Selection –
It wasn’t exactly fun for us either. There was no restaurant as we know it, not if you were a semi intelligent biped. The eating area was usually a school canteen type of affair where screaming kids had been replaced by slavering octogenarians, endlessly masticating their two dollar fry ups. It was all about price back then. You could fill your belly for a couple of dollars (pounds or euros) and then save money on the weekly provisions. The meat was a tad tough, sure, but it was half the price of the local butcher. Every little helps, why pay more? saving you money everyday, live well for less. We were so grateful!
That’s why we drove twelve miles to get there: so we could save ten cents on a can of beans. The journey paid for itself, sort of, but we never actually worked it out. It’s just what everyone did, so it made sense. Every family had its preferred supermarket and your choice announced to the world exactly how poor or posh you were. That way, the supermarkets became a rich source of school bullying too.

[Pointing records]
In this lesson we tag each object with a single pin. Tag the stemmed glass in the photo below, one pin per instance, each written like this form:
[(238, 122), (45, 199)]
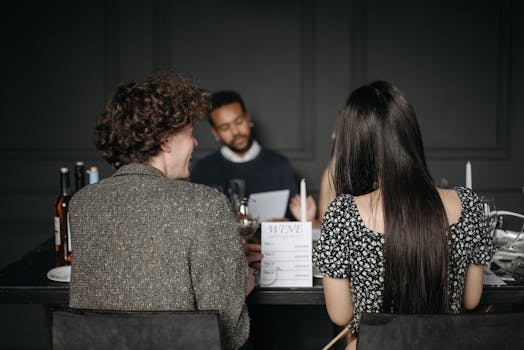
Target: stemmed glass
[(490, 215), (236, 192), (247, 224)]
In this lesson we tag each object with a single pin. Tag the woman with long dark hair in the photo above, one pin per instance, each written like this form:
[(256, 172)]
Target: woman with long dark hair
[(392, 241)]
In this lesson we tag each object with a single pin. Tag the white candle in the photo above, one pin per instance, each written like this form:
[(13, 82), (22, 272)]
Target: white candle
[(468, 175), (303, 200)]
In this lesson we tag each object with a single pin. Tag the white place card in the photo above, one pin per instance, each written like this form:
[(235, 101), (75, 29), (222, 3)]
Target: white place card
[(286, 247)]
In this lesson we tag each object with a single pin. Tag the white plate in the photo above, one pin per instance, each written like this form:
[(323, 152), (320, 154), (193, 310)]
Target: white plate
[(60, 274)]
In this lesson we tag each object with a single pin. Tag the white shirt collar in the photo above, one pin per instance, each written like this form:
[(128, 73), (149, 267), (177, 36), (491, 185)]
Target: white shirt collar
[(251, 153)]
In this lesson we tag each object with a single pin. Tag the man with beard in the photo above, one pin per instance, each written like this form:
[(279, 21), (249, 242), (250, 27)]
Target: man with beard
[(241, 156)]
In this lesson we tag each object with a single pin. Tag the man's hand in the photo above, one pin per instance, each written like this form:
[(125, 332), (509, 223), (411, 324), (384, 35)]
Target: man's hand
[(253, 254), (311, 207)]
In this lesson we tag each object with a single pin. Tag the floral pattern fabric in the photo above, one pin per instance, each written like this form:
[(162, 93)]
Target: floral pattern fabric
[(348, 249)]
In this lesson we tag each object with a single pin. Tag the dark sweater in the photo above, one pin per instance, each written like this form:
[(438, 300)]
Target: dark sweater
[(269, 171)]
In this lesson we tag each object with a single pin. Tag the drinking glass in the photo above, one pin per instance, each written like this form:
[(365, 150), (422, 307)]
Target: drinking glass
[(490, 215), (236, 193), (247, 224)]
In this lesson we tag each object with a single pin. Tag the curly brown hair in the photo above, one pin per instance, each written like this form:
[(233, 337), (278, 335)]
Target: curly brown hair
[(141, 114)]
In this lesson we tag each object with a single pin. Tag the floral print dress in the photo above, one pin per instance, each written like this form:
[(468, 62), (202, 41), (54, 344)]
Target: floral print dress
[(348, 249)]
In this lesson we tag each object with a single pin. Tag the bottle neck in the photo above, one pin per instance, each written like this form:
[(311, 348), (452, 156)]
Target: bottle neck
[(80, 177), (65, 187)]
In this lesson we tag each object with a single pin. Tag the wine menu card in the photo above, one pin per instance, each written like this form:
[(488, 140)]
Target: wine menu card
[(286, 247)]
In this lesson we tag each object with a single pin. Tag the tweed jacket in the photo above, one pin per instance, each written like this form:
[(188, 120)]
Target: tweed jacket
[(141, 241)]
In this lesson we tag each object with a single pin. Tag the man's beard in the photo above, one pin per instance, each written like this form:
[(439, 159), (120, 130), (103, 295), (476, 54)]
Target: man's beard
[(243, 149)]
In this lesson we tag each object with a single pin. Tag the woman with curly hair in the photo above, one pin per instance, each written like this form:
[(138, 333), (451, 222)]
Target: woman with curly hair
[(145, 240)]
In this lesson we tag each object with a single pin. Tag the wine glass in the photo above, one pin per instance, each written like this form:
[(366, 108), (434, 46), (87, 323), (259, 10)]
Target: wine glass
[(236, 192), (247, 224), (490, 215)]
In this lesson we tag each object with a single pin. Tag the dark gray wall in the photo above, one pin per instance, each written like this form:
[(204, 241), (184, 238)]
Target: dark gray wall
[(295, 62)]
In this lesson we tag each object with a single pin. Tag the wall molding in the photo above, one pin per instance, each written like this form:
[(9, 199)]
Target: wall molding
[(502, 147)]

To do –
1/ Summarize the supermarket passage in two sentences.
2/ Decide whether each statement agrees with the supermarket passage: (a) The meat cost half as much as at the local butcher. (b) The writer's family calculated whether the journey paid for itself. (c) Every family had a preferred supermarket.
3/ In the supermarket passage, how much did the twelve-mile drive save on a can of beans?

Per-task outputs –
1/ The supermarket's eating area was a canteen-like place where elderly diners ate two-dollar fry-ups, and back then everything was about price, with meat at half the local butcher's price. People drove twelve miles to save ten cents on a can of beans without working out whether it paid, and a family's choice of supermarket showed how poor or posh it was, which also fed school bullying.

2/
(a) Yes: "it was half the price of the local butcher."
(b) No: "we never actually worked it out."
(c) Yes: "Every family had its preferred supermarket."

3/ Ten cents.